--- begin ---

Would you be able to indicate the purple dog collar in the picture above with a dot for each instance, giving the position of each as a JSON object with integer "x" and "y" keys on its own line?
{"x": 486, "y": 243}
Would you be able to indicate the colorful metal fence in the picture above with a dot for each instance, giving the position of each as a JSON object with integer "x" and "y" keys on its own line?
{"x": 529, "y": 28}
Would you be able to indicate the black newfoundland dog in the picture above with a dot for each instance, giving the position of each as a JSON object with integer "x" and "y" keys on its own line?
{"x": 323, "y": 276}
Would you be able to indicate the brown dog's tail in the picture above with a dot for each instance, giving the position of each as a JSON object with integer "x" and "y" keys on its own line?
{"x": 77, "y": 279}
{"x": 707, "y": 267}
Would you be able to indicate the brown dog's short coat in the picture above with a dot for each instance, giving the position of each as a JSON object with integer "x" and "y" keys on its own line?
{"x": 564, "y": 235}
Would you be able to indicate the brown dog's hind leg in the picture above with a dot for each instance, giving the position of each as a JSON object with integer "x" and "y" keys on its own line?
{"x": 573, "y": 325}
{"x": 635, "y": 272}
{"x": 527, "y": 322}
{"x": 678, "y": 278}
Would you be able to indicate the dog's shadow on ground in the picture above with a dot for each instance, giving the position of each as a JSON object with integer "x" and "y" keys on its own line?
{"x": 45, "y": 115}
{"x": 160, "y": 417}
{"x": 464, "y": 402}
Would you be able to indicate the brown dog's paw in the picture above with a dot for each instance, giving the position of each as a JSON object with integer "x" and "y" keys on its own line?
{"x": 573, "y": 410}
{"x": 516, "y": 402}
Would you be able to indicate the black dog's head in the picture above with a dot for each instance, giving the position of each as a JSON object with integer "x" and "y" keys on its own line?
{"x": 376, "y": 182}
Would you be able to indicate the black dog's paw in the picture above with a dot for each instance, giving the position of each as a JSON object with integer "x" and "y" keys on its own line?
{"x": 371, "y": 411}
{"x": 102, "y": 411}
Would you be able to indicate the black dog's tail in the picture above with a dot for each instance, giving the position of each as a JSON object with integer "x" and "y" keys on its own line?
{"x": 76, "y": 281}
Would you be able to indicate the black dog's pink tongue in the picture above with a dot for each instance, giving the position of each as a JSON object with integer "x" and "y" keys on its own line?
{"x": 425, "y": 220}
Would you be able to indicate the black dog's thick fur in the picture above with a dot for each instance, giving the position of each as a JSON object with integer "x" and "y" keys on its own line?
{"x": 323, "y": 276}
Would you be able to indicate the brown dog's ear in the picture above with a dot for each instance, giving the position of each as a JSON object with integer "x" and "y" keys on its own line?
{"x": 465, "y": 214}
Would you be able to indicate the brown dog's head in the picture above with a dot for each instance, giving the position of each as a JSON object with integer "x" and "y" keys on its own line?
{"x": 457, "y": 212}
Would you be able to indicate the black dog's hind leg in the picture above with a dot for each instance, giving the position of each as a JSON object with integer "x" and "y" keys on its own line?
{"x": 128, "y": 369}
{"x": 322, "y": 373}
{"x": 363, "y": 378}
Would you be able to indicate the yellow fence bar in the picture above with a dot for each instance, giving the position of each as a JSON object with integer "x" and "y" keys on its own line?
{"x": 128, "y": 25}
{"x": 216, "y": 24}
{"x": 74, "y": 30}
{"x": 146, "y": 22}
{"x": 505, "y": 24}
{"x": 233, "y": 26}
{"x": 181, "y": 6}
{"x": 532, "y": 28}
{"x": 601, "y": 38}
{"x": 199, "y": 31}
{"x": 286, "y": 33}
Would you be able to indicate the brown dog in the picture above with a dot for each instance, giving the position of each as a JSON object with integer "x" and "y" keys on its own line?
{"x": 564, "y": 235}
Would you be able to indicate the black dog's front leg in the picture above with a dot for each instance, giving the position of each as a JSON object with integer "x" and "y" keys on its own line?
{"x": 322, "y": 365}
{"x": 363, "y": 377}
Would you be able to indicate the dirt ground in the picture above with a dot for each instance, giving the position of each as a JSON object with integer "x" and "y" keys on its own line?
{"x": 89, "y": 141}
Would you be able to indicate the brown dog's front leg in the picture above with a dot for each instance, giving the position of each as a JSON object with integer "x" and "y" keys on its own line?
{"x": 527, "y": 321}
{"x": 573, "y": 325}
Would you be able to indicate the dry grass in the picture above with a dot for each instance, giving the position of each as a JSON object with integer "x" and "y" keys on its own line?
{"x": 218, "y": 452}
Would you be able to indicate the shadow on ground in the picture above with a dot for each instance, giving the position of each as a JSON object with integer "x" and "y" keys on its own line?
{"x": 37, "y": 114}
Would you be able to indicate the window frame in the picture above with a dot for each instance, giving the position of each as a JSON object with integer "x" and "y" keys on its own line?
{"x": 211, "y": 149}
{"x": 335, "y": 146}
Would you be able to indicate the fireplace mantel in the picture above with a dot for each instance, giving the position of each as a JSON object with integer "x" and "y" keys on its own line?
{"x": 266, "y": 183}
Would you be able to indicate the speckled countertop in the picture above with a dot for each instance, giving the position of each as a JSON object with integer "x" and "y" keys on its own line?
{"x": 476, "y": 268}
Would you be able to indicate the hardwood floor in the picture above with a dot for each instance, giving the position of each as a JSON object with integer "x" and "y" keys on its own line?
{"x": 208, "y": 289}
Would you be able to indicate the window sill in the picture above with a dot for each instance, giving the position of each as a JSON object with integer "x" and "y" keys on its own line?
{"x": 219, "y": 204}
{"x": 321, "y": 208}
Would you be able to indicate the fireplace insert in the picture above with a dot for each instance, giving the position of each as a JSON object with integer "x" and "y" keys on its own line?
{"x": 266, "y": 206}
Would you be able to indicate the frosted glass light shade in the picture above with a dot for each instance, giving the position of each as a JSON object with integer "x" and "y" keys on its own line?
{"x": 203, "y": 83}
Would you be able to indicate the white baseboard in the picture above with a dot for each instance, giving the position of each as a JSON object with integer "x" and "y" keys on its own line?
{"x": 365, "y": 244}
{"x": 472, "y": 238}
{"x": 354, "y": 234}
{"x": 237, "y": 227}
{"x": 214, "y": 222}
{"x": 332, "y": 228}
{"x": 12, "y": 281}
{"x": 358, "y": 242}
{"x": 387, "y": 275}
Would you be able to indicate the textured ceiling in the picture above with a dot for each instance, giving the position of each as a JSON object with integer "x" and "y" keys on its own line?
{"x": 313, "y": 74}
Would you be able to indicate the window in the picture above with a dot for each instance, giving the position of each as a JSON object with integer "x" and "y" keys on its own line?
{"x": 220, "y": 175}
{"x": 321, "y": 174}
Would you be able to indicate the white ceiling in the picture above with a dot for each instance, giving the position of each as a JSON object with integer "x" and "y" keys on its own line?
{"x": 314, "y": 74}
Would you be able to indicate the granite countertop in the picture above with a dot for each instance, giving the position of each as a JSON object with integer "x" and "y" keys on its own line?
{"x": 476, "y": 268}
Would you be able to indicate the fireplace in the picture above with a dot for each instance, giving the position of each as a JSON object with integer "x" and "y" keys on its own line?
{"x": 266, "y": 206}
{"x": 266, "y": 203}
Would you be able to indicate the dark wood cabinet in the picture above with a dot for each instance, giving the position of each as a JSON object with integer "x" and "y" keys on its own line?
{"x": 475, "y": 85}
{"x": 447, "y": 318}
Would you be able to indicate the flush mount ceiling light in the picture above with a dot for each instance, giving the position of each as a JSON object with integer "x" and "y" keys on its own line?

--- end ---

## Exercise task
All of the lines above need to be given again exactly.

## Exercise output
Would you be able to indicate the purple dog collar in the picture above with a dot for each instance, giving the position of each as a JSON object with integer "x" and "y" keys on its own line?
{"x": 486, "y": 243}
Would you be able to indicate the colorful metal fence in the picture above with a dot for each instance, giving the position of each as a JSON object with integer "x" and "y" keys on its own line?
{"x": 529, "y": 28}
Would you be able to indicate the black newfoundland dog in the picture above with a dot for each instance, giving the position of each as a JSON object with integer "x" and "y" keys on its own line?
{"x": 323, "y": 276}
Would you be able to indicate the brown dog's tail in the picture above with a dot for each instance, giving the position of each as a JSON object with integer "x" and "y" keys on its own line?
{"x": 77, "y": 279}
{"x": 707, "y": 267}
Would you be able to indicate the brown dog's short coat in the picture above with a dot for each instance, giving the position of each as a JSON object with integer "x" and "y" keys on its own line?
{"x": 564, "y": 235}
Would you be able to indicate the brown dog's hind leg in the picture above with a dot for each instance, giving the position of each as a JSON object with integer "x" and "y" keys on its own line?
{"x": 573, "y": 325}
{"x": 635, "y": 272}
{"x": 527, "y": 322}
{"x": 678, "y": 278}
Would you be able to indicate the dog's shadow on ground in the picture above with a dot for each instance, giving the position of each as a JSON object with integer "x" and "y" keys on its own line?
{"x": 45, "y": 115}
{"x": 160, "y": 417}
{"x": 464, "y": 402}
Would you be able to indicate the brown dog's paw in the picture above with a dot for each instance, giving the position of each as a JSON object with integer "x" and "y" keys on its own line?
{"x": 573, "y": 410}
{"x": 516, "y": 402}
Would you be able to indicate the black dog's head in the picture above with a dot for each instance, giving the position of each as a JSON object with integer "x" and "y" keys on its own line?
{"x": 376, "y": 182}
Would you be able to indicate the black dog's paw in the picture above with a dot for each instance, giving the position of each as a JSON object with integer "x" and "y" keys on its own line?
{"x": 371, "y": 411}
{"x": 102, "y": 411}
Would you be able to indicate the black dog's tail in the picture above with a dot for each instance, giving the position of each as a JSON object with integer "x" and "y" keys on its own line?
{"x": 76, "y": 281}
Would you be able to indicate the black dog's pink tongue in the picture above with a dot for each instance, giving the position of each as a JSON object with integer "x" and "y" keys on its own line?
{"x": 425, "y": 220}
Would you be able to indicate the black dog's thick fur in the picture above with a dot for each instance, giving the position of each as a JSON object with integer "x" and "y" keys on its own line?
{"x": 323, "y": 276}
Would you be able to indicate the brown dog's ear in the picture above with a dot for each instance, giving the position of each as a JSON object with integer "x" and "y" keys on its own line?
{"x": 465, "y": 214}
Would you be able to indicate the brown dog's head in the picture above with a dot for each instance, giving the position of each as a JSON object with integer "x" and "y" keys on its own line?
{"x": 457, "y": 212}
Would you be able to indicate the black dog's hind leg in the picture above with a dot for each instance, giving the position of each as a JSON object with integer "x" and "y" keys on its own line?
{"x": 128, "y": 369}
{"x": 322, "y": 373}
{"x": 363, "y": 378}
Would you be able to indicate the yellow fence bar in the picture above with a dot for each instance, giving the position of each as a JSON object with integer "x" and "y" keys on its own line?
{"x": 128, "y": 25}
{"x": 216, "y": 24}
{"x": 74, "y": 30}
{"x": 146, "y": 22}
{"x": 505, "y": 24}
{"x": 233, "y": 26}
{"x": 181, "y": 6}
{"x": 532, "y": 28}
{"x": 601, "y": 38}
{"x": 199, "y": 31}
{"x": 286, "y": 33}
Would you be able to indicate the brown dog in the picture above with a dot for each instance, giving the position of each as a JSON object with integer "x" and "y" keys on its own line?
{"x": 564, "y": 235}
Would you be able to indicate the black dog's front leg in the picture above with a dot for each instance, giving the position of each as a JSON object with integer "x" and "y" keys on its own line?
{"x": 322, "y": 365}
{"x": 363, "y": 377}
Would you be able to indicate the dirt ground in the picture above with a dot for each instance, giving the position of each as a JSON object with integer "x" and "y" keys on its own line?
{"x": 89, "y": 141}
Would you be able to indicate the brown dog's front leg in the picture above with a dot for each instance, giving the position of each as a JSON object with integer "x" and "y" keys on its own line?
{"x": 527, "y": 321}
{"x": 573, "y": 325}
Would you be able to indicate the dry grass in the picture above with a dot for each instance, giving the position of each as a JSON object with integer "x" and "y" keys on its own line?
{"x": 218, "y": 452}
Would you be able to indicate the shadow on ground in the picture above with a dot for each instance, giving the position of each as a JSON object with integer "x" and "y" keys on its own line?
{"x": 37, "y": 114}
Would you be able to indicate the window frame in the picture above with a dot for each instance, giving the position of each as a JSON object with integer "x" and "y" keys on its own line?
{"x": 211, "y": 149}
{"x": 335, "y": 146}
Would you be able to indicate the fireplace mantel in the picture above with a dot for each instance, giving the position of each as a JSON object with integer "x" and "y" keys on its own line?
{"x": 266, "y": 183}
Would you be able to indicate the speckled countertop in the picture above with a dot for each instance, giving the position of each as a JSON object with integer "x" and "y" keys on its own line?
{"x": 476, "y": 268}
Would you be able to indicate the hardwood floor in the picture above with a dot for each instance, giving the position of each as a JSON object with integer "x" and "y" keys on its own line?
{"x": 208, "y": 289}
Would you be able to indicate the window sill in the picture above with a dot for each instance, giving the position of each as a JSON object with integer "x" and "y" keys on its own line?
{"x": 219, "y": 204}
{"x": 321, "y": 208}
Would you be able to indicate the fireplace insert in the picture above with a dot for each instance, giving the position of each as a JSON object with integer "x" and "y" keys on its own line?
{"x": 266, "y": 206}
Would you be able to indicate the frosted glass light shade in the picture above with a dot for each instance, giving the position of each as a JSON object with integer "x" and "y" keys on its own line?
{"x": 203, "y": 83}
Would you be able to indicate the white baseboard in the picture above with a dot for each instance, giving the position of each as a JSON object with integer "x" and "y" keys on its own line?
{"x": 365, "y": 244}
{"x": 472, "y": 238}
{"x": 354, "y": 234}
{"x": 237, "y": 227}
{"x": 214, "y": 222}
{"x": 332, "y": 228}
{"x": 12, "y": 281}
{"x": 358, "y": 242}
{"x": 387, "y": 275}
Would you be able to indicate the textured ceiling in the picture above with a dot for each instance, giving the position of each as a JSON object with integer "x" and "y" keys on its own line?
{"x": 313, "y": 74}
Would you be able to indicate the window in the picture above with a dot for each instance, giving the position of each as a JSON object with integer "x" and "y" keys on its own line?
{"x": 220, "y": 175}
{"x": 321, "y": 174}
Would you be able to indicate the white ceiling in the picture above with a dot for each instance, giving the position of each as a JSON object with integer "x" and "y" keys on its own line?
{"x": 314, "y": 74}
Would you be able to indicate the granite countertop in the picture above with a dot for each instance, giving the position of each as a JSON object with integer "x" and "y" keys on its own line?
{"x": 476, "y": 268}
Would you be able to indicate the fireplace in the picture above with a dot for each instance, giving the position of each as a JSON object with integer "x" and "y" keys on its own line?
{"x": 266, "y": 206}
{"x": 266, "y": 203}
Would you be able to indicate the dark wood cabinet in the picture above with a dot for each instance, giving the position of each as a JSON object with integer "x" and "y" keys on its own line?
{"x": 475, "y": 85}
{"x": 447, "y": 318}
Would you be able to indicate the flush mount ceiling light in the picture above with a dot for each instance, giving the position of each as a JSON object with integer "x" and "y" keys on its own line?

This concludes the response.